*Data records*
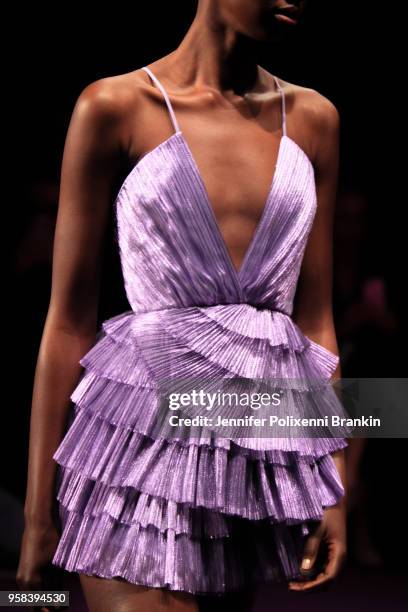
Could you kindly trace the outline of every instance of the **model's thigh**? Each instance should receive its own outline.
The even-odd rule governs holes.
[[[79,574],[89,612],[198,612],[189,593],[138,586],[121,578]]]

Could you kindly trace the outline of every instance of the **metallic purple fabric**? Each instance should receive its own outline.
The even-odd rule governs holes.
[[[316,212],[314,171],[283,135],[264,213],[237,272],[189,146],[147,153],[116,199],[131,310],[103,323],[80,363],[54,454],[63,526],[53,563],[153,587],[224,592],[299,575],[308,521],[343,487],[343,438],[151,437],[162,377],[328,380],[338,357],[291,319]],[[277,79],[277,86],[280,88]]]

*Directions*
Leave out the pictures and copy every record above exactly.

*In response*
Could you kindly trace the outline of every instance of the **model's thigh**? Each instance should receive its own outline.
The even-odd rule governs holes.
[[[79,574],[89,612],[198,612],[189,593],[138,586],[121,578]]]

Could you kindly trace the outline of every instance of the **metallic purple fabric**? Each instance should receive its own outline.
The even-odd rule governs holes.
[[[316,212],[314,171],[283,135],[264,213],[237,272],[189,146],[147,153],[116,199],[131,310],[103,323],[80,363],[54,454],[63,526],[53,563],[153,587],[224,592],[299,575],[308,521],[343,487],[343,438],[151,437],[162,377],[328,380],[338,357],[291,319]],[[277,79],[277,86],[280,88]]]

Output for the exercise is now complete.